*SHORT PROBLEM*
Edit the entries below so that every "Put a dot on" becomes "Place a point on", and write them out in full with nothing else altered.

*INFORMATION PROVIDED*
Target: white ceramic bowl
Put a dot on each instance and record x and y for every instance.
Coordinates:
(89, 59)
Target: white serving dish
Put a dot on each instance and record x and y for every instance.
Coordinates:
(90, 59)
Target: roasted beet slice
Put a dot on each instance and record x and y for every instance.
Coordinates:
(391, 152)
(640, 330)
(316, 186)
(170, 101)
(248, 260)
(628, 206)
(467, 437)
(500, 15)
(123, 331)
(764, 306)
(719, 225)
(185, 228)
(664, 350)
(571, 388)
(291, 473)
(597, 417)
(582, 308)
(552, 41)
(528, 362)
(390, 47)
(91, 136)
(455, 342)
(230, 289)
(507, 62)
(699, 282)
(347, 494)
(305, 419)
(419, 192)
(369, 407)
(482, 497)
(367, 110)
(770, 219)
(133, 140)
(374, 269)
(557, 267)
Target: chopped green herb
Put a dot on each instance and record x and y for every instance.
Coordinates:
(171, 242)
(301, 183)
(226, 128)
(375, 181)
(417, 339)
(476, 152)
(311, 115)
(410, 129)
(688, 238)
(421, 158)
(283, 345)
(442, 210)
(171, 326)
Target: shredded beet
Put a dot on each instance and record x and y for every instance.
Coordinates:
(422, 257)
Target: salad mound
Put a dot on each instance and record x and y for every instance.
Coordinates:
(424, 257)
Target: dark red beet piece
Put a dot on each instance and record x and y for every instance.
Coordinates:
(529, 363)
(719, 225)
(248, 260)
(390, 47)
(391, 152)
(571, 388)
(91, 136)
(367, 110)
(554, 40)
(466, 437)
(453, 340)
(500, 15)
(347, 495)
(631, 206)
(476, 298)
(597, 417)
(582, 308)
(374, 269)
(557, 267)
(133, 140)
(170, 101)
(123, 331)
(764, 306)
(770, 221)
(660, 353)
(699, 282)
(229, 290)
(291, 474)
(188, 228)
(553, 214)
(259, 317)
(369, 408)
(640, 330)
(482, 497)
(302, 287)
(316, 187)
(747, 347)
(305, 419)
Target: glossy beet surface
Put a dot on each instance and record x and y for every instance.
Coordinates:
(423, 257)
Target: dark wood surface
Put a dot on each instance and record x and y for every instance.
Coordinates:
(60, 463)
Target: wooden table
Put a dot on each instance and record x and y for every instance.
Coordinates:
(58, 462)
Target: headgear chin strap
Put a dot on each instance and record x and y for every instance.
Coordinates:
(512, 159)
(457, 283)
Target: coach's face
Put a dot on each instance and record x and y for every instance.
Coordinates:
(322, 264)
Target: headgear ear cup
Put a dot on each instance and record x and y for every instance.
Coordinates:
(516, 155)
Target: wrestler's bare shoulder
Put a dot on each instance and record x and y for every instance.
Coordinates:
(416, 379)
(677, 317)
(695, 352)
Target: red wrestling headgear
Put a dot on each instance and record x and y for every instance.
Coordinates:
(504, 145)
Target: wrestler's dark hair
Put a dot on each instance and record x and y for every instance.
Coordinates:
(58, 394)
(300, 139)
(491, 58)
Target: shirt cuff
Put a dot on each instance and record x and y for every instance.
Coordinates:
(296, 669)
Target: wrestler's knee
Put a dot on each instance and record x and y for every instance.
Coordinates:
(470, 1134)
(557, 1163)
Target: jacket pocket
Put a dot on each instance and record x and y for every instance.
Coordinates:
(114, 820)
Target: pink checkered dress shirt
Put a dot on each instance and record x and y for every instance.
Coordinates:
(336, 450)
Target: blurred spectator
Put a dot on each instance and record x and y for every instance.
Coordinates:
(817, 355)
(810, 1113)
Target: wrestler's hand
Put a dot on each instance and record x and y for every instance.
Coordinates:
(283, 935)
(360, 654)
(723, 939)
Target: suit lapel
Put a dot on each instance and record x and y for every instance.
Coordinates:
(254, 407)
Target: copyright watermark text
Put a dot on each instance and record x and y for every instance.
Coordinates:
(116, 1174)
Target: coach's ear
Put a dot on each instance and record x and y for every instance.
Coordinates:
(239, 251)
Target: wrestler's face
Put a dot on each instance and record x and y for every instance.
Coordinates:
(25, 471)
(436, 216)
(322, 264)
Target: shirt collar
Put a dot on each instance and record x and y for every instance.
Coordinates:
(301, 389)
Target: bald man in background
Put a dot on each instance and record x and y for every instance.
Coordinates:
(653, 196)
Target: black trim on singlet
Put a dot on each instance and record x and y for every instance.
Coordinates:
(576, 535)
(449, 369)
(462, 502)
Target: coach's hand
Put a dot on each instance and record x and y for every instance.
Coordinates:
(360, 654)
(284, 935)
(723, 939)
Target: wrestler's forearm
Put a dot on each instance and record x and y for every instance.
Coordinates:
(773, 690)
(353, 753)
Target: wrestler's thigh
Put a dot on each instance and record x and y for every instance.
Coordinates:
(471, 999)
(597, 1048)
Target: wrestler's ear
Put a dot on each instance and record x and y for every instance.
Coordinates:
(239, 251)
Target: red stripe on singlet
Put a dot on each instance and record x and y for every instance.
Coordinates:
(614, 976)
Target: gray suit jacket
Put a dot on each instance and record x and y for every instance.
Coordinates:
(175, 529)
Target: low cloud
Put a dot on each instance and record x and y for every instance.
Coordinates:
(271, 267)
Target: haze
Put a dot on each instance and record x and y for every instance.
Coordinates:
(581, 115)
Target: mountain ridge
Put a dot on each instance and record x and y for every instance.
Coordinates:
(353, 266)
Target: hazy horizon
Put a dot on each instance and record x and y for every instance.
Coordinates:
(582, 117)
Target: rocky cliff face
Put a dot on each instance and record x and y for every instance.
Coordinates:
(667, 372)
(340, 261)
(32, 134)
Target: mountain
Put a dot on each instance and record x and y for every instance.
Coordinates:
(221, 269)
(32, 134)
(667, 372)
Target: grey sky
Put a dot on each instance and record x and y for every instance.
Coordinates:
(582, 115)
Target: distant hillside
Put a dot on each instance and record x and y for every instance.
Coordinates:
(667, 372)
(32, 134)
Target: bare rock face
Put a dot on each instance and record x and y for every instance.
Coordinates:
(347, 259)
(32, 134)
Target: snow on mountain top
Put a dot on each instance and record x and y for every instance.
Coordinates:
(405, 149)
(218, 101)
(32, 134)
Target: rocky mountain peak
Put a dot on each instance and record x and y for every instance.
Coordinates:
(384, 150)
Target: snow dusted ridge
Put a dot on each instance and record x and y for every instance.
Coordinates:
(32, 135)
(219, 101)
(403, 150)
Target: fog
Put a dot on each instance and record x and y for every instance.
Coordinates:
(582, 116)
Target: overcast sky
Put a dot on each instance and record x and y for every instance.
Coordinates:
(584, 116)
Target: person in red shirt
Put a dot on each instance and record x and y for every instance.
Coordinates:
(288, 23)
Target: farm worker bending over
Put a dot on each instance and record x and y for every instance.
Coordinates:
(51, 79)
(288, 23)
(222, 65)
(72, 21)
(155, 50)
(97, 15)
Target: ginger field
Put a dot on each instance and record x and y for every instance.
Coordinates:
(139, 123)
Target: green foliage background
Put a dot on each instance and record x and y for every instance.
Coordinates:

*THE RESULT*
Target: white ceramic bowl
Place a point on each instance and record x and y for every instance.
Coordinates:
(89, 59)
Target: white serving dish
Place a point on each instance and record x and y for every instance.
Coordinates:
(90, 59)
Target: roasted beet slice
Place a point on each instance and record x and y for every instance.
Coordinates:
(391, 152)
(640, 330)
(316, 186)
(170, 101)
(248, 260)
(628, 206)
(467, 437)
(500, 15)
(123, 331)
(764, 306)
(719, 225)
(185, 228)
(664, 350)
(571, 388)
(291, 473)
(597, 417)
(582, 308)
(552, 41)
(528, 362)
(390, 47)
(91, 136)
(455, 342)
(230, 289)
(507, 62)
(699, 282)
(347, 494)
(305, 419)
(419, 192)
(369, 407)
(482, 497)
(367, 110)
(770, 219)
(133, 140)
(374, 269)
(557, 267)
Target: chopped green herb
Place a point on each instance and record x and y for every instance.
Coordinates:
(171, 242)
(301, 183)
(226, 128)
(375, 181)
(417, 339)
(476, 152)
(311, 115)
(410, 129)
(688, 238)
(421, 158)
(283, 345)
(442, 210)
(171, 326)
Target: shredded beet
Place a point on each instance and record x and y for every instance.
Coordinates:
(422, 257)
Target: salad mound
Place a point on each instance and record x and y for every instance.
Coordinates:
(424, 257)
Target: dark red beet piece
Place a point on each instance and record x and y for every instance.
Coordinates:
(529, 363)
(719, 225)
(248, 260)
(390, 47)
(391, 152)
(571, 388)
(91, 136)
(367, 110)
(554, 40)
(466, 437)
(453, 340)
(500, 15)
(347, 495)
(631, 206)
(476, 298)
(597, 417)
(582, 308)
(374, 269)
(557, 267)
(133, 140)
(170, 101)
(123, 331)
(764, 306)
(770, 221)
(660, 353)
(699, 282)
(229, 290)
(291, 474)
(188, 228)
(553, 214)
(259, 317)
(369, 408)
(640, 330)
(482, 497)
(302, 287)
(316, 187)
(747, 347)
(305, 419)
Target: glossy beet surface
Place a point on each instance and record x and y for every instance.
Coordinates:
(423, 257)
Target: dark wood surface
Place a point on each instance and record x and y for every instance.
Coordinates:
(60, 463)
Target: wooden table
Place a point on each instance and record x and y for every instance.
Coordinates:
(58, 462)
Target: headgear chin strap
Place a point on each instance and record x and y for every instance.
Coordinates:
(512, 159)
(457, 283)
Target: coach's face
Place a point on each instance and record x and y for every instance.
Coordinates:
(322, 264)
Target: headgear ear cup
Place a point on each instance and record x and y for every instance.
Coordinates:
(516, 155)
Target: wrestler's bare shoulder
Place a point on each instance and record x and y for every instance.
Coordinates:
(416, 379)
(677, 317)
(695, 352)
Target: red wrestling headgear
Place a point on each instance and record x and y for every instance.
Coordinates:
(504, 145)
Target: wrestler's dark hair
Place a point on each instance and record x and y for every instance.
Coordinates:
(58, 394)
(300, 139)
(491, 58)
Target: shirt cuff
Place a point on each instance and record x and y for every instance.
Coordinates:
(296, 669)
Target: wrestler's knee
Place a point on each instance and record x and y for every instance.
Coordinates:
(470, 1134)
(557, 1163)
Target: jacket pocket
Place a point on each instance and record x and y for every instance.
Coordinates:
(114, 820)
Target: pink checkered dress shirt
Place a point on each instance and record x and y for every instance.
Coordinates:
(336, 450)
Target: blurred spectator
Place a point on each instance and record x and y for every instance.
Coordinates:
(817, 355)
(810, 1113)
Target: wrestler's hand
Place a point on each instance and record x and y for every instance.
Coordinates:
(283, 935)
(360, 654)
(723, 939)
Target: suit lapel
Place a point on each instance and record x and y for every instance.
Coordinates:
(254, 407)
Target: copyright watermark text
Place a point on each instance and record x and y for every instance.
Coordinates:
(116, 1174)
Target: coach's ear
Place a point on each instance and record x and y for every instance.
Coordinates:
(239, 251)
Target: wrestler's face
Place a point on each instance and record x and y for every instance.
Coordinates:
(25, 471)
(436, 216)
(322, 264)
Target: shirt collar
Place a point on each instance and record x and y for every instance.
Coordinates:
(301, 389)
Target: bald man in background
Place a point on each instance and record x and y for every instance.
Coordinates:
(653, 196)
Target: black trim on singlet
Place a point on each instance and record x and y for every instance.
Coordinates:
(576, 535)
(449, 369)
(462, 502)
Target: coach's hand
Place a point on each instance and record x and y for every instance.
Coordinates:
(360, 654)
(284, 935)
(723, 939)
Target: wrestler's forearm
Place a point on each instance and record x and y for every instance.
Coordinates:
(773, 690)
(353, 753)
Target: wrestler's thigh
Place a point on each instance and record x and y for every instance.
Coordinates:
(471, 999)
(597, 1048)
Target: wrestler's ear
Place a point on each instance and record x and y for every instance.
Coordinates:
(239, 251)
Target: red stripe on singlet
Place a point on each instance and record x and y for every instance.
Coordinates:
(614, 976)
Target: gray suit jacket
Place a point on each instance and record x and y for every instance.
Coordinates:
(175, 529)
Target: low cloud
Place a point on each instance and record x and y for every instance.
Coordinates:
(271, 267)
Target: haze
Place a point on each instance and record x and y for every instance.
Coordinates:
(581, 115)
Target: mountain ridge
Place a point on each instance and record x and y for every instance.
Coordinates:
(353, 266)
Target: hazy horizon
Place a point on each instance and record x and y for every instance.
Coordinates:
(582, 117)
Target: rocky cliff face
Place a point on each instance and record x and y for every instance.
Coordinates:
(667, 372)
(340, 261)
(32, 134)
Target: mountain
Place a point on each instance and record x and y for every instance.
Coordinates:
(221, 269)
(32, 134)
(667, 372)
Target: grey sky
Place a point on each instance and record x and y for every instance.
Coordinates:
(582, 115)
Target: distant hillside
Place a point on each instance and record x and y for every instance.
Coordinates:
(667, 372)
(32, 134)
Target: bare rock face
Place a point on each instance and record x and y for every instance.
Coordinates:
(347, 259)
(32, 134)
Target: snow on mountain top
Place a point on each instance and record x and y for every instance.
Coordinates:
(405, 149)
(218, 101)
(32, 134)
Target: rocky mountain peak
Place a point on each instance and record x and y for every instance.
Coordinates:
(384, 150)
Target: snow dusted ridge
Place a point on each instance and record x and y for every instance.
Coordinates:
(32, 135)
(219, 101)
(403, 150)
Target: fog
Place a point on each instance and record x and y for every instance.
Coordinates:
(582, 116)
Target: overcast sky
Place a point on each instance and record x and y for every instance.
Coordinates:
(584, 116)
Target: person in red shirt
Place a point on each instance and record x and y for every instance.
Coordinates:
(288, 23)
Target: farm worker bending over
Place a point on each instance and record x and y for every instance.
Coordinates:
(51, 79)
(288, 23)
(222, 65)
(72, 21)
(155, 50)
(97, 15)
Target: ginger field
Place a point on each instance and record x and y for every instance.
Coordinates:
(139, 123)
Target: green foliage background
Place a point on each instance and record x and y for every instance.
Coordinates:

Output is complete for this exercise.